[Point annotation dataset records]
___

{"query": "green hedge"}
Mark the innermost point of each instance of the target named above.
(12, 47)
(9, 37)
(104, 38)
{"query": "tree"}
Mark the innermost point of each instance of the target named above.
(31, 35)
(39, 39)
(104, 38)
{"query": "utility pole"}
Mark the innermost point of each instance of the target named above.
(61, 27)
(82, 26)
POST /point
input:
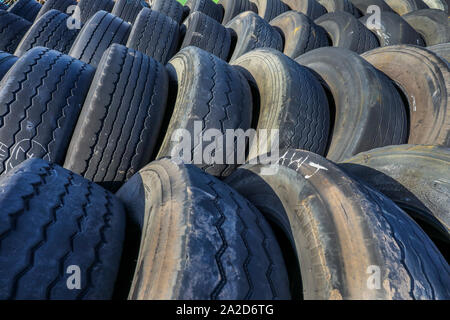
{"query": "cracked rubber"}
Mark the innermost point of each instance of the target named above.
(347, 32)
(51, 219)
(118, 126)
(12, 29)
(250, 31)
(343, 231)
(291, 100)
(424, 79)
(368, 109)
(205, 89)
(48, 31)
(155, 35)
(39, 105)
(191, 219)
(101, 31)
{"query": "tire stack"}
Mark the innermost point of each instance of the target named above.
(109, 172)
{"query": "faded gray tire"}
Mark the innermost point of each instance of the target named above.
(154, 34)
(342, 231)
(225, 247)
(120, 120)
(432, 24)
(393, 30)
(300, 33)
(205, 90)
(291, 100)
(367, 110)
(424, 79)
(102, 30)
(250, 31)
(347, 32)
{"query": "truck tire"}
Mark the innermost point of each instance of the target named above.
(432, 24)
(291, 100)
(206, 33)
(54, 222)
(39, 105)
(249, 31)
(208, 90)
(226, 248)
(424, 79)
(154, 34)
(101, 31)
(119, 124)
(48, 31)
(300, 33)
(343, 232)
(368, 111)
(347, 32)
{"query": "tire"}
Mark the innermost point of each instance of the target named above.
(7, 60)
(432, 24)
(206, 33)
(300, 33)
(171, 8)
(311, 8)
(226, 248)
(155, 35)
(291, 100)
(343, 231)
(209, 8)
(39, 105)
(128, 9)
(88, 8)
(52, 219)
(425, 83)
(269, 9)
(119, 124)
(442, 50)
(48, 31)
(60, 5)
(249, 31)
(414, 177)
(406, 6)
(393, 30)
(27, 9)
(12, 29)
(367, 109)
(208, 90)
(347, 32)
(101, 31)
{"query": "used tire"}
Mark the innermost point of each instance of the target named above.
(88, 8)
(102, 30)
(7, 60)
(393, 30)
(291, 100)
(225, 246)
(39, 105)
(368, 111)
(347, 32)
(206, 33)
(12, 29)
(432, 24)
(209, 92)
(424, 79)
(48, 31)
(300, 33)
(250, 31)
(119, 124)
(52, 220)
(343, 232)
(27, 9)
(154, 34)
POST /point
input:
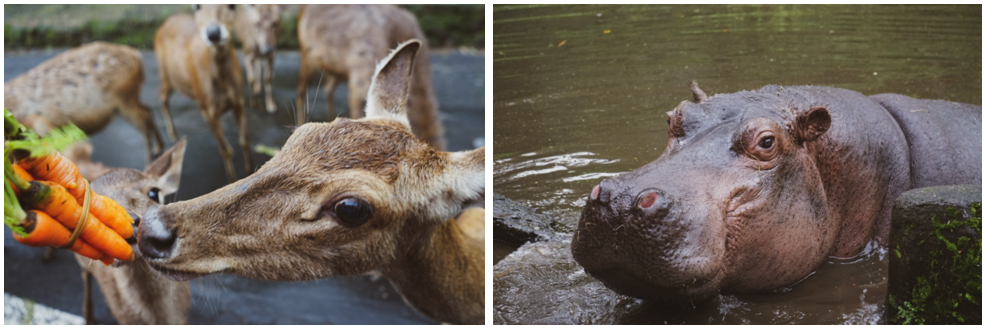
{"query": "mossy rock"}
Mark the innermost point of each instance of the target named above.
(935, 255)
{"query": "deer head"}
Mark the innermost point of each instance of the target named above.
(213, 22)
(341, 198)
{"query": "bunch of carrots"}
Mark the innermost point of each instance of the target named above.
(50, 186)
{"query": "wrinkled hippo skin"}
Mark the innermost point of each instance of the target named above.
(756, 189)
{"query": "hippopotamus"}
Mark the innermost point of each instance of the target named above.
(755, 190)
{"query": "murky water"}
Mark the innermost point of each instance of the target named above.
(580, 94)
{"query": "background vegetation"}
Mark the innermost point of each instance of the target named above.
(59, 25)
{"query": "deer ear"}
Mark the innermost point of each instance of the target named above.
(390, 89)
(462, 184)
(167, 167)
(812, 124)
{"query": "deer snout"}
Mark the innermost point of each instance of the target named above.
(155, 239)
(213, 33)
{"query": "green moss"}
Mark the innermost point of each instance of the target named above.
(561, 227)
(955, 282)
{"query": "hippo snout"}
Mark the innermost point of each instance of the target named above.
(617, 201)
(639, 240)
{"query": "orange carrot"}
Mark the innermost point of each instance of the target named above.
(55, 201)
(42, 230)
(111, 214)
(56, 168)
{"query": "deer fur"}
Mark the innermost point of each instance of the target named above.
(85, 86)
(257, 27)
(284, 223)
(345, 42)
(207, 70)
(134, 292)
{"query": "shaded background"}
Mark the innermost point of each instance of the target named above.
(59, 25)
(458, 79)
(581, 94)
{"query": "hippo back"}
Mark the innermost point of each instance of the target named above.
(944, 139)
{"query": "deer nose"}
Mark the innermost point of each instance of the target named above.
(213, 33)
(155, 240)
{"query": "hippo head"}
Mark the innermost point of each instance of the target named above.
(735, 203)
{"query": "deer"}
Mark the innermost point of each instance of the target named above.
(347, 197)
(345, 42)
(134, 292)
(195, 56)
(86, 86)
(256, 28)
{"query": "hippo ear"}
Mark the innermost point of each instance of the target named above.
(812, 124)
(699, 95)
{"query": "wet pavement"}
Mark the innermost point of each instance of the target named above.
(459, 83)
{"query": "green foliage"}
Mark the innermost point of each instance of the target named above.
(448, 25)
(56, 140)
(445, 25)
(955, 280)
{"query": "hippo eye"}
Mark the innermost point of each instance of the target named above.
(351, 211)
(766, 143)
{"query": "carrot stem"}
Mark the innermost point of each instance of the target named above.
(12, 128)
(13, 214)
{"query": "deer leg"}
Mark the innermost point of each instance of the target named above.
(141, 117)
(164, 94)
(268, 75)
(38, 123)
(331, 83)
(225, 150)
(87, 310)
(304, 75)
(358, 89)
(244, 137)
(250, 77)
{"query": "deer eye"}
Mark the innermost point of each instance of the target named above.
(154, 194)
(351, 211)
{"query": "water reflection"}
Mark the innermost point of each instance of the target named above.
(580, 94)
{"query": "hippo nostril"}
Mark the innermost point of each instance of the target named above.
(648, 199)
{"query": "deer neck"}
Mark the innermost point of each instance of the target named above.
(441, 275)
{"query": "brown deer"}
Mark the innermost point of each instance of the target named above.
(135, 293)
(343, 198)
(195, 56)
(257, 27)
(85, 86)
(346, 41)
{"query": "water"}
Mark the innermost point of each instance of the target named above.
(580, 94)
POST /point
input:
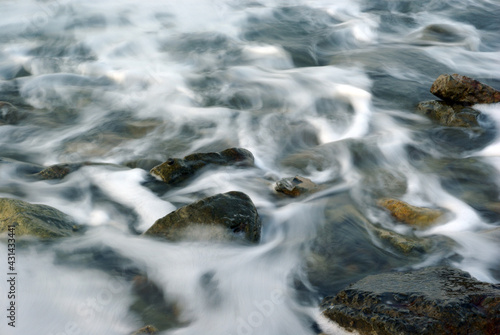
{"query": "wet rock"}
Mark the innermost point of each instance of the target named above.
(296, 186)
(221, 216)
(412, 245)
(344, 249)
(450, 115)
(419, 217)
(462, 89)
(8, 113)
(146, 330)
(36, 220)
(436, 300)
(177, 170)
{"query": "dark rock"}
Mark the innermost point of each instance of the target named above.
(462, 89)
(8, 113)
(36, 220)
(296, 186)
(146, 330)
(436, 300)
(344, 249)
(450, 115)
(221, 216)
(176, 170)
(419, 217)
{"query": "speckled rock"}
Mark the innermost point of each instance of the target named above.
(177, 170)
(450, 115)
(220, 217)
(296, 186)
(457, 88)
(419, 217)
(36, 220)
(436, 300)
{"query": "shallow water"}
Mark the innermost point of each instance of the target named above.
(322, 89)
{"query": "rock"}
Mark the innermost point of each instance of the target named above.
(462, 89)
(343, 249)
(296, 186)
(419, 217)
(8, 113)
(146, 330)
(435, 300)
(450, 115)
(220, 216)
(412, 245)
(36, 220)
(176, 170)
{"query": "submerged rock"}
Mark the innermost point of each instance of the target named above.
(296, 186)
(177, 170)
(419, 217)
(146, 330)
(8, 113)
(450, 115)
(36, 220)
(436, 300)
(221, 216)
(462, 89)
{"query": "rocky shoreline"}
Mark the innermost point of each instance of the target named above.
(431, 300)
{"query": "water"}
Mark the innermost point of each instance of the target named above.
(322, 89)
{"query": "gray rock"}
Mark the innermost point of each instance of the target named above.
(176, 170)
(36, 220)
(436, 300)
(221, 216)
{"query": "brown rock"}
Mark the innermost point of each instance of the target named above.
(451, 115)
(420, 217)
(218, 217)
(462, 89)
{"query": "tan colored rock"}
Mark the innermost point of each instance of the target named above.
(462, 89)
(420, 217)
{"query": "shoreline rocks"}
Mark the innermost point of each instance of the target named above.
(434, 300)
(176, 170)
(219, 217)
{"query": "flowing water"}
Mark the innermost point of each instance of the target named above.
(323, 89)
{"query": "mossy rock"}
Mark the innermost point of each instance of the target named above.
(176, 170)
(36, 220)
(419, 217)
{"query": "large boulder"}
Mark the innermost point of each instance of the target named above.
(36, 220)
(450, 115)
(177, 170)
(462, 89)
(436, 300)
(221, 216)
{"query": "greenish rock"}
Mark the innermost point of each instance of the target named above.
(450, 115)
(8, 113)
(435, 300)
(146, 330)
(36, 220)
(177, 170)
(419, 217)
(296, 186)
(344, 249)
(219, 217)
(462, 89)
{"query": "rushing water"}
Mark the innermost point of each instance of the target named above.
(324, 89)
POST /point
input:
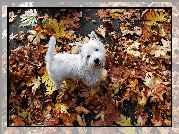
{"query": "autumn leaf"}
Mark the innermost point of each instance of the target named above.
(101, 30)
(62, 107)
(124, 121)
(12, 17)
(153, 17)
(35, 37)
(46, 79)
(23, 114)
(58, 28)
(29, 18)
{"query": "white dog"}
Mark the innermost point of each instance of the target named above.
(87, 66)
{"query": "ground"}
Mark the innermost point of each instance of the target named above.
(136, 90)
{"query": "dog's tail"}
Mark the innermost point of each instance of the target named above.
(50, 53)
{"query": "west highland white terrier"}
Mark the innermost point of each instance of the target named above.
(87, 66)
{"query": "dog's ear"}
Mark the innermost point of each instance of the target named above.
(94, 36)
(79, 46)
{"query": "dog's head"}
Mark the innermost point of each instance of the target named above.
(93, 52)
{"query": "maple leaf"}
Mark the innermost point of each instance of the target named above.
(62, 107)
(20, 36)
(12, 17)
(11, 37)
(46, 79)
(101, 30)
(26, 4)
(116, 13)
(29, 18)
(35, 37)
(153, 17)
(162, 50)
(80, 109)
(23, 113)
(142, 99)
(130, 50)
(35, 82)
(59, 28)
(123, 121)
(151, 81)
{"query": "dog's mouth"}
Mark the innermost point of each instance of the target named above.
(98, 64)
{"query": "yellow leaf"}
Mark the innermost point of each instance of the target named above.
(62, 107)
(131, 131)
(23, 113)
(142, 100)
(46, 79)
(127, 122)
(123, 121)
(58, 28)
(153, 17)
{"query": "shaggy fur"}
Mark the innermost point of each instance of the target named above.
(87, 66)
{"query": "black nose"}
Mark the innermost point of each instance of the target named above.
(97, 62)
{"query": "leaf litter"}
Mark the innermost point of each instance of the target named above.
(138, 71)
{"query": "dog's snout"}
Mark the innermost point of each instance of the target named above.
(97, 61)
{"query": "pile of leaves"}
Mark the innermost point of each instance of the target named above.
(136, 90)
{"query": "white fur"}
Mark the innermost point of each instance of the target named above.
(77, 66)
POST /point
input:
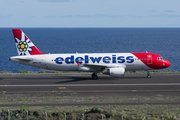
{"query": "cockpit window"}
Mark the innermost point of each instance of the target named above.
(159, 58)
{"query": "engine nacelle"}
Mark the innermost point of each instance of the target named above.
(116, 72)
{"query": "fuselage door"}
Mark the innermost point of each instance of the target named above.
(43, 61)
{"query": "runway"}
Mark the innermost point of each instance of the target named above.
(128, 85)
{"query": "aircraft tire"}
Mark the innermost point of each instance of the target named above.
(148, 76)
(94, 76)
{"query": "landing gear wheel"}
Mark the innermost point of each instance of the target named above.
(148, 74)
(94, 76)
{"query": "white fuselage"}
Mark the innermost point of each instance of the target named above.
(74, 62)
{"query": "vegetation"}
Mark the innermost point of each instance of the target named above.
(58, 113)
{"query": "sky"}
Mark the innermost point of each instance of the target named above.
(90, 13)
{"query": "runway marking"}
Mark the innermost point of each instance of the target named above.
(72, 85)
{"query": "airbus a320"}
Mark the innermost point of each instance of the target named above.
(113, 64)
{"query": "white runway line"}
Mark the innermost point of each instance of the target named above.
(81, 85)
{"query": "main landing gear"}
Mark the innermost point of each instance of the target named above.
(148, 74)
(94, 76)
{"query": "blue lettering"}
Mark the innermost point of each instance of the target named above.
(86, 59)
(113, 58)
(70, 60)
(121, 59)
(130, 59)
(59, 60)
(96, 59)
(79, 60)
(106, 59)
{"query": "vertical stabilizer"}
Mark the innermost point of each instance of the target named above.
(24, 45)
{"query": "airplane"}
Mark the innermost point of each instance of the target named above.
(113, 64)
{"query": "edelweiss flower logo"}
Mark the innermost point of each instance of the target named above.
(24, 45)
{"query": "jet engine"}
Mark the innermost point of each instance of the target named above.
(116, 72)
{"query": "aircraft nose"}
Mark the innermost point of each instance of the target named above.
(166, 63)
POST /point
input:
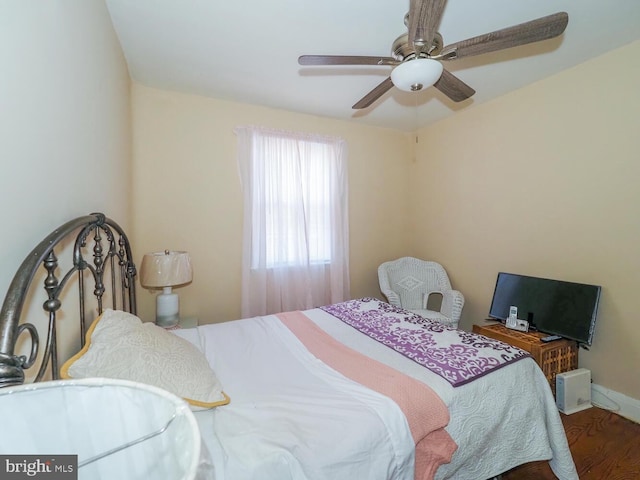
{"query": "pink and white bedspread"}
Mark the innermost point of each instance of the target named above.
(296, 416)
(457, 356)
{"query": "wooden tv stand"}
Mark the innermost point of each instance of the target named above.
(553, 357)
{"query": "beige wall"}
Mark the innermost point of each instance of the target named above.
(187, 193)
(544, 182)
(64, 124)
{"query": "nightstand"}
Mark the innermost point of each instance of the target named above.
(554, 357)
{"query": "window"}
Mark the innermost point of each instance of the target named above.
(295, 222)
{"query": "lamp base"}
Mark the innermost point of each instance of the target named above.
(167, 309)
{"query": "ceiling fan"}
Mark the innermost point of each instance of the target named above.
(417, 55)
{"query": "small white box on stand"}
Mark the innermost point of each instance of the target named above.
(573, 391)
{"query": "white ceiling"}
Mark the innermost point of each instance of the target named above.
(247, 51)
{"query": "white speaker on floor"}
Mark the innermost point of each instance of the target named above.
(573, 391)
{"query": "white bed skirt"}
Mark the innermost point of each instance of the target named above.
(91, 417)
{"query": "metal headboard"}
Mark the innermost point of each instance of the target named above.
(111, 252)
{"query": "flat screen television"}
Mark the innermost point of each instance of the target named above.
(561, 308)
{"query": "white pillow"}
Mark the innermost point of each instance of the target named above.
(120, 345)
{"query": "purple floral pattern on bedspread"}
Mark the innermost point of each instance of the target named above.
(457, 356)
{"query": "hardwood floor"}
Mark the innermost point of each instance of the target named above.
(604, 445)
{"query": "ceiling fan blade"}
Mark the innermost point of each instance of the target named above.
(528, 32)
(453, 87)
(374, 94)
(424, 18)
(345, 60)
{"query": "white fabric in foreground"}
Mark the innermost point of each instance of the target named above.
(91, 416)
(292, 417)
(499, 421)
(489, 416)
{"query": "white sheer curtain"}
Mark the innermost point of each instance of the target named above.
(296, 238)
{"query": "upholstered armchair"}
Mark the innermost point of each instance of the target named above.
(408, 282)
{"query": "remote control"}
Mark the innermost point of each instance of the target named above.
(550, 338)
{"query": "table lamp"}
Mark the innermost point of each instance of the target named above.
(166, 270)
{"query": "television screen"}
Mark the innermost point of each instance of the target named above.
(551, 306)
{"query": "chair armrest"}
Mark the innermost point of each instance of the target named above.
(452, 303)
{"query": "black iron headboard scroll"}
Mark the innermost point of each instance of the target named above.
(111, 258)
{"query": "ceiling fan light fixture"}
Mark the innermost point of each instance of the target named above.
(414, 75)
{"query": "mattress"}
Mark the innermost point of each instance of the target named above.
(292, 416)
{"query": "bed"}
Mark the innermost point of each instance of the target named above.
(359, 389)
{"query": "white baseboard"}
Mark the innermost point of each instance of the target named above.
(617, 402)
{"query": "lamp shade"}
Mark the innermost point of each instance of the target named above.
(165, 269)
(414, 75)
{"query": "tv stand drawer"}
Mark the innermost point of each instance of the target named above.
(554, 357)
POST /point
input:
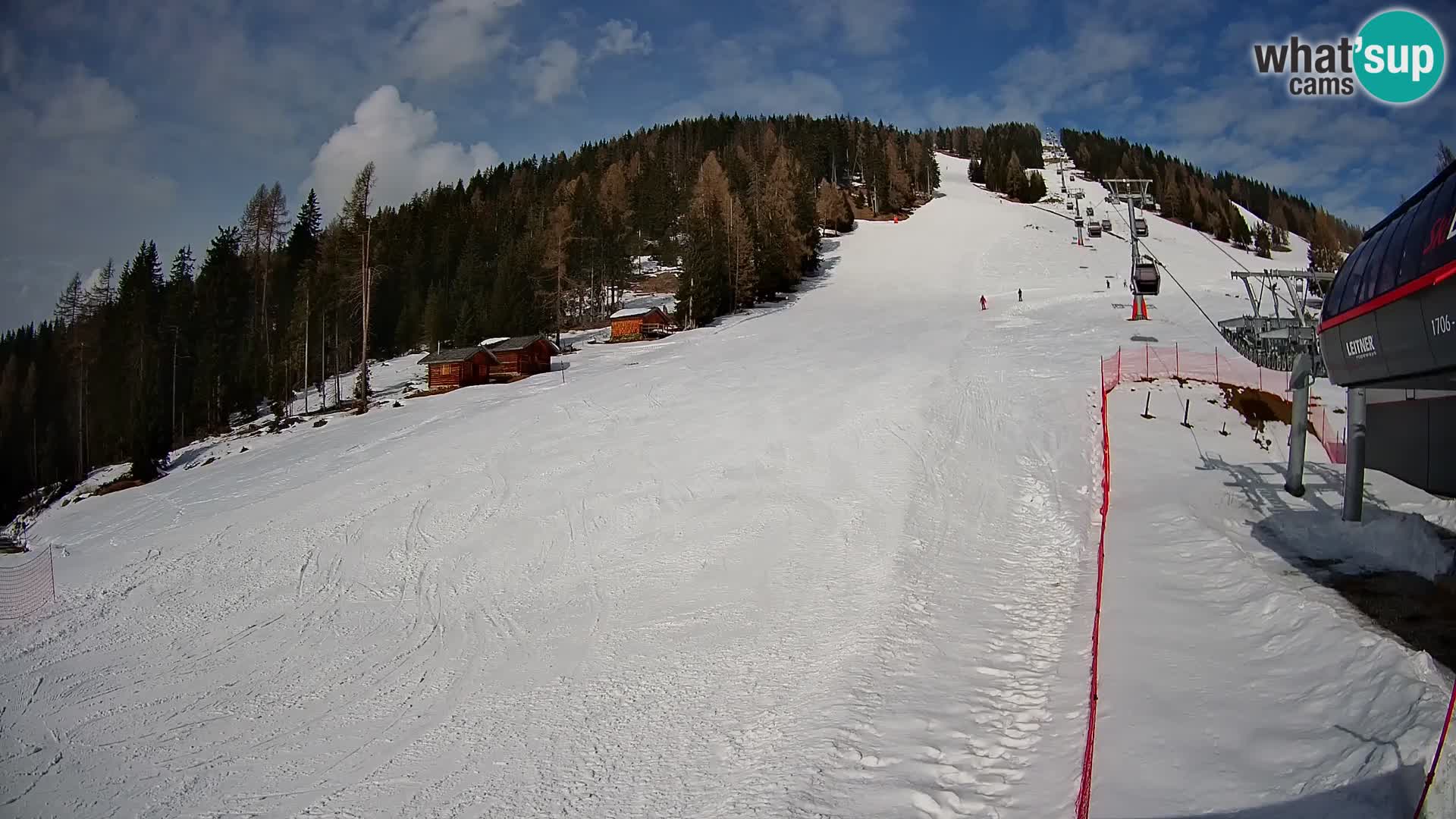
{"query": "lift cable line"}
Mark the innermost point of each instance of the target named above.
(1156, 261)
(1145, 279)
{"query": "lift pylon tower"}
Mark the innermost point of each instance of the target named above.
(1145, 284)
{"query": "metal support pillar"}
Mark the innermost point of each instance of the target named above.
(1299, 425)
(1354, 453)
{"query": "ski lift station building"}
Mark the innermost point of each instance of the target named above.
(1389, 325)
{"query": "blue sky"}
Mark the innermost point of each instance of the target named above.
(127, 121)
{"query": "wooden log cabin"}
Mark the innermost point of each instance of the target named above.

___

▶ **Request**:
Show every line of the rows above that contains the string "snout". Case counts.

▶ **The reply**:
{"query": "deer snout"}
{"query": "hippo snout"}
{"query": "dog's snout"}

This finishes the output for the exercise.